__本文__
────

ビスフェノールCの反応液C1に25%水酸化ナトリウム溶液290gとトルエン250gを加えて撹拌し75℃まで昇温した後、中和により生成した塩化ナトリウムが溶け残っていたので、脱塩水を入れて完全に溶解させ、静置させて油水分離した。油水分離後、水相をセパラブルフラスコの底から除去し、有機相D1を得た。
75℃で、得られた有機相D1に、3重量%炭酸水素ナトリウム溶液を加えて撹拌して中和し、静置させて油水分離した。油水分離後、水相をセパラブルフラスコの底から除去し、有機相E1を得た。
有機相E1を75℃から5℃まで徐々に冷却し、ビスフェノールC含有結晶を析出させた。得られたビスフェノールC含有結晶を含む液を、減圧濾過により固液分離を行い、ビスフェノールC含有ケーキ230gを得た。
温度計、ジャケット、及びイカリ型撹拌翼を備えたセパラブルフラスコに、窒素雰囲気下得られたビスフェノールC含有ケーキ230g、脱塩水100g及びトルエン420gを室温で入れ、75℃まで昇温した後、静置させて油水分離した。油水分離後、水相1をセパラブルフラスコの底から除去し、有機相F1を得た。得られた水相1のpHは8.6であり、電気伝導度は120μS/cmであった。得られた有機相F1に、脱塩水100gを加え、30分間攪拌して、静置させて油水分離した。油水分離後、水相2をセパラブルフラスコの底から除去し、有機相G1を得た。得られた水相2は52μS/cmとなったが、水相が10μS/cm以下になるまで、脱塩水100gで有機相の水洗を繰り返し、有機相H1を得た。

────

__情報の活用__
**1)** ビスフェノールCの精製についての本文から、「温度計、ジャケット、及びイカ」から「繰り返し、有機相H1を得た。」までの部分を一字一句変えずに書き写せ。
**2)** ビスフェノールCの精製についての本文の最後の文に続く部分を記せ。
この資料は使わなくてもよい。

__データ__
────

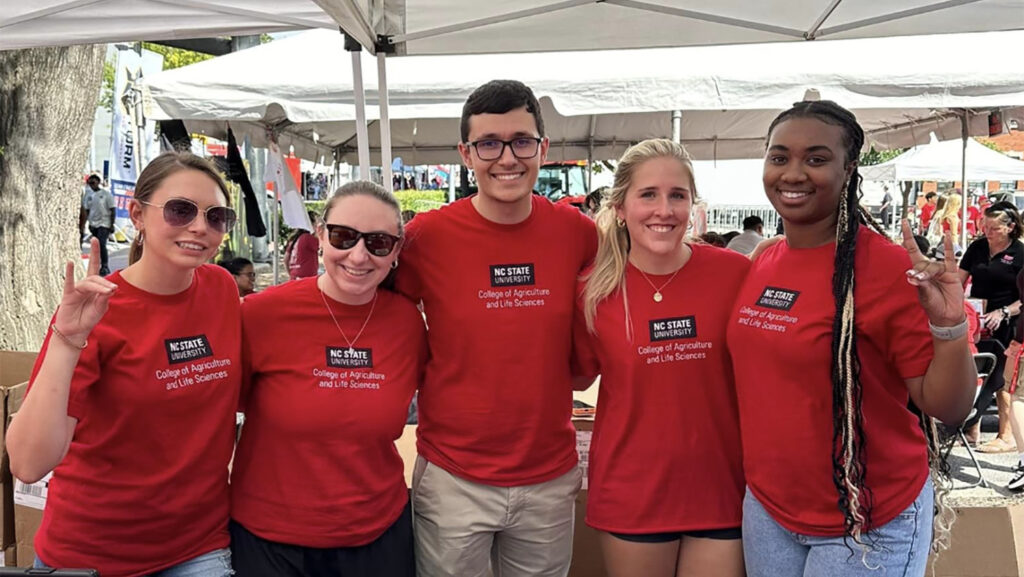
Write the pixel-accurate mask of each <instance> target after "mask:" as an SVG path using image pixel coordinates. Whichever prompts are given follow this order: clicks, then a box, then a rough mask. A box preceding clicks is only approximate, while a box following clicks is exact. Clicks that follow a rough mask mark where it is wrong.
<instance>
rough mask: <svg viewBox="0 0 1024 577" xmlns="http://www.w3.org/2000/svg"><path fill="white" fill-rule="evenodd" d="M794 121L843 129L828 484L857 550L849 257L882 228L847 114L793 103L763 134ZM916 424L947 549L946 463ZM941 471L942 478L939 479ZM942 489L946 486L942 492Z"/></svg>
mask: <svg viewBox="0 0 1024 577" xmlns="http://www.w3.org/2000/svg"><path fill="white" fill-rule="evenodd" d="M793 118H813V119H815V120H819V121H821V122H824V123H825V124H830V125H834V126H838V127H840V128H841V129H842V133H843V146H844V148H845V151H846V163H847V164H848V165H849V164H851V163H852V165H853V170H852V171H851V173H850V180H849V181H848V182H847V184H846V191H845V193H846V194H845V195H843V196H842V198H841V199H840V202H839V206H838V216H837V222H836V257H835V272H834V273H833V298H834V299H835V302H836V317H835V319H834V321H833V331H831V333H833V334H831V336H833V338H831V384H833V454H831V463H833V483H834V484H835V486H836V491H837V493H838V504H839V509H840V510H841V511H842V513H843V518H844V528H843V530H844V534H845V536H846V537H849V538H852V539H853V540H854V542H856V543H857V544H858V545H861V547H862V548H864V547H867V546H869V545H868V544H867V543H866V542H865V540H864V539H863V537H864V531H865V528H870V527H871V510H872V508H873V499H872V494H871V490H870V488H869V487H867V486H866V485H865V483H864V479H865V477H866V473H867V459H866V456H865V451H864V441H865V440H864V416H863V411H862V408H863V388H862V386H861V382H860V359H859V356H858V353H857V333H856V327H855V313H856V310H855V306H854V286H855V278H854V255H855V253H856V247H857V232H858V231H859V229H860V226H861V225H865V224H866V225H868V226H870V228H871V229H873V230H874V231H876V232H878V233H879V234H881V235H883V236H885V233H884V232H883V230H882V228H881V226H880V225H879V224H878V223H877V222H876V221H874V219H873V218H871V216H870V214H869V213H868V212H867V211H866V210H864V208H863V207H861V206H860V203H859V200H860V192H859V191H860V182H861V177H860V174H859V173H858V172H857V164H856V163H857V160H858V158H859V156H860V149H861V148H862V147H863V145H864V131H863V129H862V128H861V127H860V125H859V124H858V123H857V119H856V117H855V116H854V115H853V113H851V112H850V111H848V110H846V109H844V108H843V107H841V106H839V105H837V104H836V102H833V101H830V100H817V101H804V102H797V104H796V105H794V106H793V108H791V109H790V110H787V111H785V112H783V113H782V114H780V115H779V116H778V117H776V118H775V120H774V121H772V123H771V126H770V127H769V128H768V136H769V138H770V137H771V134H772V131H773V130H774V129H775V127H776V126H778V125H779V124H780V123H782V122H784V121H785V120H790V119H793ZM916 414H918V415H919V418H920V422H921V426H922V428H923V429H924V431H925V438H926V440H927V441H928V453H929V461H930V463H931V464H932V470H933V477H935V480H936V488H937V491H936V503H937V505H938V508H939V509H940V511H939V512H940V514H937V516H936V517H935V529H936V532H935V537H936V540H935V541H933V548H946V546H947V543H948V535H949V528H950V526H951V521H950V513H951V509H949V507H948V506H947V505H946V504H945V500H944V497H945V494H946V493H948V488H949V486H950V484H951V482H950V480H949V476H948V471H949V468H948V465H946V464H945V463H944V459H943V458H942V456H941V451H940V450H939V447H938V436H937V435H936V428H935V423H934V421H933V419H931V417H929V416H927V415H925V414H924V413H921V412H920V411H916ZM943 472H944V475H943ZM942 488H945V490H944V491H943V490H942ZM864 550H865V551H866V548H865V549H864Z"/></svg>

────

__課題への回答__
**1)**
温度計、ジャケット、及びイカリ型撹拌翼を備えたセパラブルフラスコに、窒素雰囲気下得られたビスフェノールC含有ケーキ230g、脱塩水100g及びトルエン420gを室温で入れ、75℃まで昇温した後、静置させて油水分離した。油水分離後、水相1をセパラブルフラスコの底から除去し、有機相F1を得た。得られた水相1のpHは8.6であり、電気伝導度は120μS/cmであった。得られた有機相F1に、脱塩水100gを加え、30分間攪拌して、静置させて油水分離した。油水分離後、水相2をセパラブルフラスコの底から除去し、有機相G1を得た。得られた水相2は52μS/cmとなったが、水相が10μS/cm以下になるまで、脱塩水100gで有機相の水洗を繰り返し、有機相H1を得た。

**2)**
有機相H1を75℃から5℃まで徐々に冷却し、ビスフェノールC含有結晶を析出させた。得られたビスフェノールC含有結晶を含む液を、減圧濾過により固液分離を行い、ビスフェノールC含有ケーキ180gを得た。
オイルバスを備えたエバポレータを用いて、減圧下オイルバス温度90℃で軽沸分を留去することで、白色固体150gを得た。得られた白色固体の一部を、高速液体クロマトグラフィーを用いて、ビスフェノールCであることを確認した。
(1-2)ビスフェノールCの色調
(1-1)で得られたビスフェノールCのメタノール溶解色を測定したところ、ハーゼン色数は0であった。得られたビスフェノールCの溶融色を測定したところ、ハーゼン色数は10であった。
(1-3)ポリカーボネート樹脂の色調
撹拌機及び留出管を備えた内容量150mLのガラス製反応槽に、(1-1)で得られたビスフェノールC100.00g(0.39モル)、炭酸ジフェニル86.49g(0.4モル)及び、400質量ppmの炭酸セシウム水溶液480μLを入れた。該ガラス製反応槽を約100Paに減圧し、続いて、窒素で大気圧に復圧する操作を3回繰り返し、反応槽の内部を窒素に置換した。その後、該反応槽を200℃のオイルバスに浸漬させ、内容物を溶融した。
撹拌機の回転数を毎分100回とし、反応槽内の精製ビスフェノールCと炭酸ジフェニルのオリゴマー化反応により副生するフェノールを留去しながら、40分間かけて反応槽内の圧力を、絶対圧力で101.3kPaから13.3kPaまで減圧した。続いて反応槽内の圧力を13.3kPaに保持し、フェノールを更に留去させながら、80分間、エステル交換反応を行った。その後、反応槽外部温度を250℃に昇温すると共に、40分間かけて反応槽内圧力を絶対圧力で13.3kPaから399Paまで減圧し、留出するフェノールを系外に除去した。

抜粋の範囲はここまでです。